Rewrite the lines below as a numbered list, skipping any blank lines. Leave the pictures out of your answer.

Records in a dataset
◇ ◇ ◇
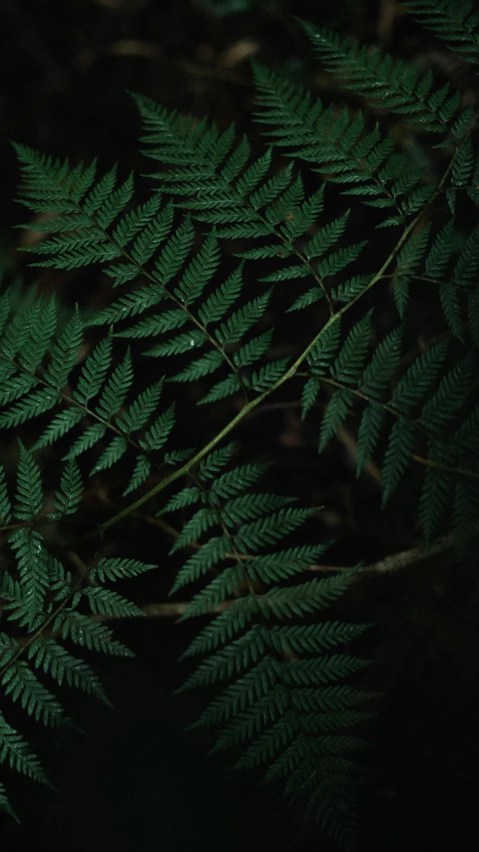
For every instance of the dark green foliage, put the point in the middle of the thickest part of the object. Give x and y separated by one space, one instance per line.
282 673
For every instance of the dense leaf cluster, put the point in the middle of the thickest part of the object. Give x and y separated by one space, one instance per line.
285 699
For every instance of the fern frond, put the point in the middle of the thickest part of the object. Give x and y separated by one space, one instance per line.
456 23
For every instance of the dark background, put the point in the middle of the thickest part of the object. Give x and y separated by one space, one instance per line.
◇ ◇ ◇
| The solution |
1. For every instance of the dark green foliage, put the point in the middle of the thickest part of the object. Give x and y separated by one space, one instance per line.
2. 282 673
3. For every instance of the dense leaf cluster, put the point in the middle of the thickest part of the object. Give x and y separated by one space, one instance per line.
4. 285 699
5. For every instance of the fern frond, put the point in the middle of the thickest part of the object. Give x and y separated by one space, one instance per line.
6. 456 23
7. For every instance of the dark background, put the point in the middle of the thickest part of the object. Give x and y separated by one space, one instance per line.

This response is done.